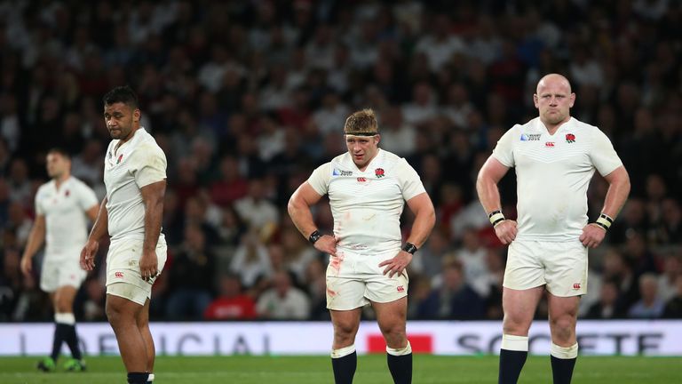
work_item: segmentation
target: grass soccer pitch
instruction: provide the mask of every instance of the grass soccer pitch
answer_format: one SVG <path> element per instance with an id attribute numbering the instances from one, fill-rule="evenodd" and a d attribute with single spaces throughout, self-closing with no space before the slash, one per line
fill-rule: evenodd
<path id="1" fill-rule="evenodd" d="M 124 383 L 125 372 L 118 356 L 90 356 L 88 371 L 66 372 L 58 364 L 55 372 L 36 370 L 38 357 L 0 357 L 3 384 L 110 384 Z M 59 363 L 63 363 L 60 359 Z M 319 384 L 333 383 L 328 356 L 159 356 L 155 369 L 156 384 Z M 497 356 L 443 356 L 416 355 L 415 384 L 495 383 Z M 393 383 L 385 356 L 358 357 L 356 384 Z M 529 356 L 521 384 L 551 383 L 549 356 Z M 628 384 L 682 383 L 681 357 L 581 356 L 573 383 Z"/>

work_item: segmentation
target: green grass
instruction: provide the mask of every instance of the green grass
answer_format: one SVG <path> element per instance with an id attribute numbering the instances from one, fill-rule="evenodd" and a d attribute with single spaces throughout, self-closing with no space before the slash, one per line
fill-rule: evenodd
<path id="1" fill-rule="evenodd" d="M 35 370 L 36 357 L 0 357 L 3 384 L 110 384 L 125 383 L 123 363 L 118 356 L 87 358 L 88 372 L 53 373 Z M 63 363 L 63 359 L 59 361 Z M 59 364 L 59 367 L 61 364 Z M 156 359 L 157 384 L 319 384 L 333 383 L 331 364 L 326 356 L 210 356 Z M 415 356 L 414 380 L 420 383 L 495 383 L 496 356 Z M 361 356 L 356 384 L 392 383 L 385 356 Z M 530 356 L 519 383 L 551 383 L 548 356 Z M 666 384 L 682 382 L 680 357 L 581 356 L 574 384 Z"/>

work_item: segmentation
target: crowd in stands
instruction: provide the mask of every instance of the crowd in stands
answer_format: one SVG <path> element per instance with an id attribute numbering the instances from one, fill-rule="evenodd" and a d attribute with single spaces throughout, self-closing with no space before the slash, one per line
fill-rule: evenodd
<path id="1" fill-rule="evenodd" d="M 408 318 L 499 319 L 506 251 L 475 178 L 500 136 L 537 116 L 532 94 L 551 72 L 571 81 L 572 115 L 609 136 L 632 182 L 591 252 L 581 316 L 682 318 L 680 24 L 675 0 L 4 1 L 0 321 L 52 320 L 38 276 L 20 271 L 46 151 L 69 151 L 101 198 L 101 97 L 126 84 L 168 159 L 153 320 L 329 318 L 327 257 L 286 204 L 346 150 L 345 119 L 364 108 L 380 148 L 408 159 L 436 206 L 409 268 Z M 508 218 L 513 179 L 501 182 Z M 591 220 L 606 192 L 596 174 Z M 329 204 L 313 212 L 330 233 Z M 106 319 L 106 245 L 79 319 Z"/>

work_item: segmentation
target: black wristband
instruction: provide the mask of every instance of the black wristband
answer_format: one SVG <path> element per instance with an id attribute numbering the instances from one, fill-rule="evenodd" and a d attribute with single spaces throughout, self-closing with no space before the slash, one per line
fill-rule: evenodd
<path id="1" fill-rule="evenodd" d="M 602 223 L 600 223 L 600 222 L 599 222 L 599 221 L 594 221 L 594 222 L 591 222 L 591 223 L 590 223 L 590 224 L 595 224 L 595 225 L 598 225 L 598 226 L 599 226 L 599 227 L 603 228 L 605 231 L 608 232 L 608 227 L 607 227 L 606 225 L 604 225 L 604 224 L 602 224 Z"/>
<path id="2" fill-rule="evenodd" d="M 402 250 L 408 253 L 415 254 L 416 252 L 416 246 L 412 243 L 405 243 L 405 245 L 402 246 Z"/>
<path id="3" fill-rule="evenodd" d="M 319 230 L 315 229 L 315 230 L 313 230 L 313 233 L 312 233 L 312 234 L 310 234 L 310 236 L 308 236 L 308 241 L 310 242 L 310 244 L 315 244 L 315 243 L 316 243 L 318 240 L 320 240 L 320 237 L 321 237 L 321 236 L 322 236 L 322 234 L 321 234 Z"/>

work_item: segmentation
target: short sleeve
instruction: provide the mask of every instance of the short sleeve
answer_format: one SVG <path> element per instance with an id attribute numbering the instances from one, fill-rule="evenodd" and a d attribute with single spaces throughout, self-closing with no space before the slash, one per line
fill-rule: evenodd
<path id="1" fill-rule="evenodd" d="M 313 187 L 320 196 L 327 195 L 331 180 L 331 163 L 326 163 L 313 171 L 313 174 L 308 178 L 308 184 Z"/>
<path id="2" fill-rule="evenodd" d="M 496 158 L 503 165 L 512 168 L 516 164 L 514 161 L 514 139 L 519 132 L 514 125 L 497 141 L 497 145 L 493 149 L 493 157 Z"/>
<path id="3" fill-rule="evenodd" d="M 611 140 L 603 132 L 595 128 L 592 135 L 592 146 L 590 148 L 590 158 L 600 175 L 606 176 L 623 165 L 621 158 L 615 153 Z"/>
<path id="4" fill-rule="evenodd" d="M 97 200 L 95 191 L 93 191 L 87 185 L 80 185 L 80 192 L 78 193 L 78 204 L 83 211 L 87 211 L 92 208 L 93 205 L 97 205 L 99 202 Z"/>
<path id="5" fill-rule="evenodd" d="M 412 197 L 426 192 L 419 174 L 404 158 L 400 159 L 400 162 L 395 167 L 395 173 L 402 191 L 402 198 L 405 201 L 408 201 Z"/>
<path id="6" fill-rule="evenodd" d="M 144 145 L 135 148 L 131 158 L 131 172 L 139 188 L 166 179 L 166 156 L 155 145 Z"/>

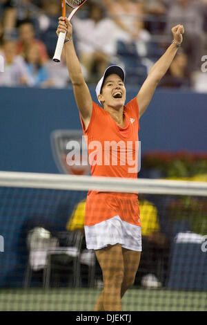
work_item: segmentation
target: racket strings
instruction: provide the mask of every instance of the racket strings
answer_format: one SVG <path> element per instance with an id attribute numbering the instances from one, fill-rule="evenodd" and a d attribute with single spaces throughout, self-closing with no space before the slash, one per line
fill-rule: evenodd
<path id="1" fill-rule="evenodd" d="M 81 6 L 83 2 L 85 0 L 66 0 L 67 5 L 73 8 Z"/>

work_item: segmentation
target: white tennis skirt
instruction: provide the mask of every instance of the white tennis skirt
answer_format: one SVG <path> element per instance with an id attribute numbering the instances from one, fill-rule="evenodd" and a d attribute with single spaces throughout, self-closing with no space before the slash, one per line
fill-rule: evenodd
<path id="1" fill-rule="evenodd" d="M 123 221 L 119 216 L 94 225 L 85 225 L 84 228 L 88 250 L 99 250 L 108 245 L 119 243 L 124 248 L 141 251 L 141 227 Z"/>

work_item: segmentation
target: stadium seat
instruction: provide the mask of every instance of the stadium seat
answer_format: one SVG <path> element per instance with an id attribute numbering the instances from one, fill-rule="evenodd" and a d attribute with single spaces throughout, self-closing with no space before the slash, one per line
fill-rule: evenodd
<path id="1" fill-rule="evenodd" d="M 80 256 L 83 233 L 81 231 L 61 232 L 61 236 L 67 237 L 64 247 L 59 245 L 59 241 L 52 237 L 49 231 L 35 228 L 29 232 L 27 245 L 29 258 L 26 268 L 24 286 L 30 286 L 34 271 L 43 270 L 43 286 L 48 288 L 50 283 L 52 269 L 72 270 L 73 286 L 80 284 Z M 83 259 L 82 259 L 83 260 Z M 72 262 L 72 266 L 71 266 Z"/>
<path id="2" fill-rule="evenodd" d="M 168 287 L 176 290 L 207 290 L 207 254 L 202 252 L 203 236 L 179 232 L 172 247 Z"/>

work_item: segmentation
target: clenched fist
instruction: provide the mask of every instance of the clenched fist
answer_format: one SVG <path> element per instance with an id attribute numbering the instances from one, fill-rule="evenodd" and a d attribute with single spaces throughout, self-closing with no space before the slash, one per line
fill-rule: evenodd
<path id="1" fill-rule="evenodd" d="M 185 32 L 183 25 L 177 25 L 172 28 L 172 32 L 174 37 L 174 41 L 179 44 L 183 41 L 183 34 Z"/>
<path id="2" fill-rule="evenodd" d="M 60 32 L 66 32 L 66 38 L 71 38 L 72 35 L 72 26 L 67 18 L 60 17 L 56 33 L 59 36 Z"/>

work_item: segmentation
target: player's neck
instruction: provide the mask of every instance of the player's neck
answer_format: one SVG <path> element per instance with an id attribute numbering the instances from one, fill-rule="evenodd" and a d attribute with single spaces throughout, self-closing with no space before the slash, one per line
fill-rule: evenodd
<path id="1" fill-rule="evenodd" d="M 119 125 L 121 127 L 124 127 L 125 124 L 125 116 L 124 115 L 124 106 L 121 107 L 111 107 L 107 106 L 104 107 L 105 111 L 110 113 L 112 119 L 116 122 L 116 123 Z"/>

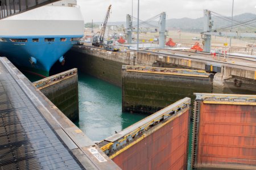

> YOUR GOAL:
Can you copy the lines from the very start through the line with "instruction: provide the mask of every instance of the grass", word for word, leaving the pictures out of your answer?

> SOLUTION TO THIS EXERCISE:
work_item: segmentation
target: grass soccer pitch
instruction: provide the mask of every instance of the grass soccer pitch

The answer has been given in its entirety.